--- Using the information ---
1) From the sleep deprivation text, quote the part that opens with the words containing "We all know" and closes with "less recognizable signs.".
2) Condense the paragraph of the sleep deprivation text beginning "Sleep is how the body takes time" into a shorter version that keeps its main facts.
3) In the sleep deprivation text, what percentage of American adults does the CDC say get less than the minimum amount of sleep each day?

--- Source text ---

We all know the recommended amount of rest we need each night. However, so many of us have busy schedules and the first thing we sacrifice is sleep. According to the CDC, 35% of all American adults are getting less than the minimum amount of sleep each day. While drowsiness and irritability are clear signs of sleep deprivation, there are many not so obvious symptoms of poor sleep hygiene. Here are five of those less recognizable signs.
Weakened Immune System
Sleep is how the body takes time to rest and recover. This applies to not only the outer body but the inner mechanisms, as well. When we continually get less sleep than we need, we risk affecting our bodies’ main line of defense: our immune system. According to Healthline reporter Kristeen Cherney, Ph.D., this is because “While you sleep, your immune system produces protective, infection-fighting substances like antibodies and cytokines… Sleep deprivation prevents your immune system from building up its forces.” If you find that you are getting sick more often than usual, even when you haven’t been in close contact with another sick person, you might want to evaluate your sleep schedule!

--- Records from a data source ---
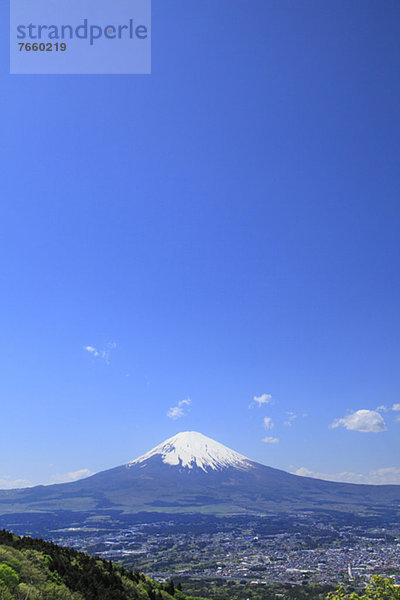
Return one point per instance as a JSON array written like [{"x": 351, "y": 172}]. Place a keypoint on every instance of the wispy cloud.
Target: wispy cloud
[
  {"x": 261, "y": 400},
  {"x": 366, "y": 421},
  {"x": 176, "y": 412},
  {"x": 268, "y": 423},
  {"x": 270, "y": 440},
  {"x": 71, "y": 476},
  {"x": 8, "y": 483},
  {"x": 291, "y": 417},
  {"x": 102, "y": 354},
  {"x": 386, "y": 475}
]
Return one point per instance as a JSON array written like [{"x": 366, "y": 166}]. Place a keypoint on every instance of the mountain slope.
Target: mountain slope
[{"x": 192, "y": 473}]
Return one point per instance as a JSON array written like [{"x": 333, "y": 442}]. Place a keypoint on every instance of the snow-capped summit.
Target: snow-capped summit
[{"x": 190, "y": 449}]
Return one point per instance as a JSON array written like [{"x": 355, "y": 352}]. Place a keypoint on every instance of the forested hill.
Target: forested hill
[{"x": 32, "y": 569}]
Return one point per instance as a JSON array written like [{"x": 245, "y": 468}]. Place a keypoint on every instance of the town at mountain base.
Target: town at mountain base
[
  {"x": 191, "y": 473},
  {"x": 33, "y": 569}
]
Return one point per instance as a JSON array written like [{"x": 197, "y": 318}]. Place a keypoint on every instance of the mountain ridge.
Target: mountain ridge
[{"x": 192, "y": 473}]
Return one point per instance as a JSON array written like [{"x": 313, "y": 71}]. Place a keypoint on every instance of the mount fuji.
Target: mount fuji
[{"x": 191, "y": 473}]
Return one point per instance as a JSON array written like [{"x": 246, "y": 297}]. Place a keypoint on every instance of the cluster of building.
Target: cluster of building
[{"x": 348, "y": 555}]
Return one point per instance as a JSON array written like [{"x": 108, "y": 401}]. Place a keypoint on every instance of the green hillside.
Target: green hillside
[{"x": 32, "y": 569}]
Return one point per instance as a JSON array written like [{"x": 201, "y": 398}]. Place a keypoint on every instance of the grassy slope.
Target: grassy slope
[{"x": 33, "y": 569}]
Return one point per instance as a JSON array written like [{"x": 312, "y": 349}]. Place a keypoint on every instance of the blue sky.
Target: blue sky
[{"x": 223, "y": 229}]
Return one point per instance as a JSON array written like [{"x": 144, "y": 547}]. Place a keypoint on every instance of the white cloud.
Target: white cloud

--

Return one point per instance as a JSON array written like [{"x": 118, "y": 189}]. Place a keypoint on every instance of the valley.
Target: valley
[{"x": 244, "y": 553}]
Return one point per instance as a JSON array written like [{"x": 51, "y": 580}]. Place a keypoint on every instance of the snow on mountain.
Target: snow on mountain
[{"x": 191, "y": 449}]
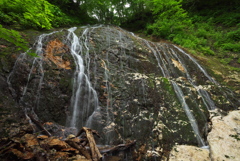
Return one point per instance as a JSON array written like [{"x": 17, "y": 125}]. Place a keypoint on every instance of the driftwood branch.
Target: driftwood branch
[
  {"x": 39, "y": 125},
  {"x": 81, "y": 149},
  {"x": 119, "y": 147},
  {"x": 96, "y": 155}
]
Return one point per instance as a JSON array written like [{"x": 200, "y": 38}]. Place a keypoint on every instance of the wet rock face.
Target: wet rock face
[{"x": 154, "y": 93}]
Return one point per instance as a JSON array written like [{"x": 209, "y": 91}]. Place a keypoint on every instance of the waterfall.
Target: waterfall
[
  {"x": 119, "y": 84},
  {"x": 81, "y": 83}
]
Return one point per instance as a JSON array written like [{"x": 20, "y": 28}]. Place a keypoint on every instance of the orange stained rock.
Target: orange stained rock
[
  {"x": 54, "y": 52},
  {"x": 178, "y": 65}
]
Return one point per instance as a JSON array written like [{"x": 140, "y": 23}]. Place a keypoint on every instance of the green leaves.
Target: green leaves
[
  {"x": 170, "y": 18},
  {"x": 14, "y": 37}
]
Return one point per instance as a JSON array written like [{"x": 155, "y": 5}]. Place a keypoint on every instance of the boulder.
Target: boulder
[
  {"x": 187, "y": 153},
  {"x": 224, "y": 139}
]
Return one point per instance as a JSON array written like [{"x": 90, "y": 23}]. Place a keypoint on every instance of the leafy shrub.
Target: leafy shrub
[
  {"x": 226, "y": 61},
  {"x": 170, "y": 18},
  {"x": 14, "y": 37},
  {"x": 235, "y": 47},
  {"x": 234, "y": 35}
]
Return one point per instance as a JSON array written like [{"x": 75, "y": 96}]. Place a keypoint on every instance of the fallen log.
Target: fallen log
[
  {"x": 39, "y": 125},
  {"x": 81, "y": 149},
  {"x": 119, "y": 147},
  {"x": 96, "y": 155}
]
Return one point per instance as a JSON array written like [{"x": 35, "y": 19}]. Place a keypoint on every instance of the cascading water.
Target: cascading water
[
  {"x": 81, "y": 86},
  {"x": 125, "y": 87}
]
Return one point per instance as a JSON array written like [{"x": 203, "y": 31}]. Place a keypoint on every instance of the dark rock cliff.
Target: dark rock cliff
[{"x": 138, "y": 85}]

==

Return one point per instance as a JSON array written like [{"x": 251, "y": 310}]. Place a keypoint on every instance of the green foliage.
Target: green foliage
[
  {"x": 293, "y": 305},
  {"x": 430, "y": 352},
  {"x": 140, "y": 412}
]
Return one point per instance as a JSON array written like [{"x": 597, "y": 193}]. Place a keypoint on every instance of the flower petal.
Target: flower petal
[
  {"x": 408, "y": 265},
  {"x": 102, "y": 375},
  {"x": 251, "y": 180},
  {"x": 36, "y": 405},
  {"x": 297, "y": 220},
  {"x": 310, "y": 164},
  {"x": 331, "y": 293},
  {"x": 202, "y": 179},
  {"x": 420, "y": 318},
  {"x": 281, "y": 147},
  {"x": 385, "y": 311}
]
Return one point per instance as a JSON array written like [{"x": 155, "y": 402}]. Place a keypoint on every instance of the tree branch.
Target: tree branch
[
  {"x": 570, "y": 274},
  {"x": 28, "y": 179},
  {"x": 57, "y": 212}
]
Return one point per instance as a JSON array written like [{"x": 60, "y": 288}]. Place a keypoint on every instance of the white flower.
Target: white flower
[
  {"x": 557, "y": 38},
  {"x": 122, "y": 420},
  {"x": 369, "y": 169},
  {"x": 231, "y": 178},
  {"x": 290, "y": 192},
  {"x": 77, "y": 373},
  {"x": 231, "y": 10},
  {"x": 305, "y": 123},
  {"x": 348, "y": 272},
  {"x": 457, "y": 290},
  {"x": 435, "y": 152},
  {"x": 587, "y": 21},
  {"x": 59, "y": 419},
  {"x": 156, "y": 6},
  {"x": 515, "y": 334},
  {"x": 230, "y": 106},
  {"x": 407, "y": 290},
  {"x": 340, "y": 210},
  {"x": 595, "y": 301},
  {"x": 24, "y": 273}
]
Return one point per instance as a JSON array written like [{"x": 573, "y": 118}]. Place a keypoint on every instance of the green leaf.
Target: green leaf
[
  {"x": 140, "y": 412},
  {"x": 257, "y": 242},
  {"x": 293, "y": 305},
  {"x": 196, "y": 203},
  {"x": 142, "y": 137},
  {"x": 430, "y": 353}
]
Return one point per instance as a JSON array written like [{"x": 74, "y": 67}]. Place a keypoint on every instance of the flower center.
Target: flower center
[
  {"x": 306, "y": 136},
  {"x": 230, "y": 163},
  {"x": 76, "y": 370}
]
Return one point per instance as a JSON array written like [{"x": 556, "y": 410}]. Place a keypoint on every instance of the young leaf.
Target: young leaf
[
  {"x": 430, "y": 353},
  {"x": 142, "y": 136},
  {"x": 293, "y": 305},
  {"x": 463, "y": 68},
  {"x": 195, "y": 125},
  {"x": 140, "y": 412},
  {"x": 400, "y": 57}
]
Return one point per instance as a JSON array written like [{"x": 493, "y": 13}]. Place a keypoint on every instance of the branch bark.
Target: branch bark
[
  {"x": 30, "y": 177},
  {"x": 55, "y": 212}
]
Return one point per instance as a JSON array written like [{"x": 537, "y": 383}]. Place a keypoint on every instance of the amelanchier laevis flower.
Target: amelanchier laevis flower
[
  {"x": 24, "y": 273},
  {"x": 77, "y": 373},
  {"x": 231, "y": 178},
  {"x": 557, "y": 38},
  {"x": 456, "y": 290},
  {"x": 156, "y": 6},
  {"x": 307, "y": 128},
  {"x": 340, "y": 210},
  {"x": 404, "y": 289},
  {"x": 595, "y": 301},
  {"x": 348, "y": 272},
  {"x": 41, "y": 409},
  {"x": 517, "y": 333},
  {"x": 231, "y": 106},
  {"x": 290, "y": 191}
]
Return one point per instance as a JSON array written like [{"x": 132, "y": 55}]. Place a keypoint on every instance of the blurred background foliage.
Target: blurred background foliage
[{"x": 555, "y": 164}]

--- Responses to the exercise ---
1)
We all know the recommended amount of rest we need each night. However, so many of us have busy schedules and the first thing we sacrifice is sleep. According to the CDC, 35% of all American adults are getting less than the minimum amount of sleep each day. While drowsiness and irritability are clear signs of sleep deprivation, there are many not so obvious symptoms of poor sleep hygiene. Here are five of those less recognizable signs.

2) Sleep lets the body rest and recover, inside and out. Regularly getting too little can weaken the immune system. Healthline reporter Kristeen Cherney, Ph.D., says the immune system produces antibodies and cytokines during sleep, and sleep deprivation keeps it from building up its forces. If you get sick more often than usual without close contact with sick people, you might want to evaluate your sleep schedule.

3) 35%